What the exercise asks -> Your task is to find every line of the listing that includes "mark" and copy it.

Data section ->

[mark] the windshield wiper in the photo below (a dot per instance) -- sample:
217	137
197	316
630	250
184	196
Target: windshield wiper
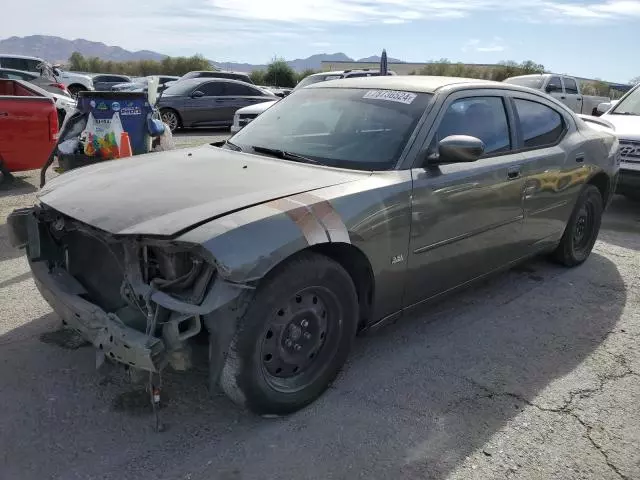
284	155
233	146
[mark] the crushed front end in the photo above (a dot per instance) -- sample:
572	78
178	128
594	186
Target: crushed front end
138	301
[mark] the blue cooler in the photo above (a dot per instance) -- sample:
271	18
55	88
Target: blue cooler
133	108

Task solution ->
[mark] the windshield wiper in the photo below (a dot per instance) -- sample:
[mark] the crushed front end in the photo above (a dot per instance) -- sample:
[mark] the blue cooler in the photo above (a dot per instance) -- sample:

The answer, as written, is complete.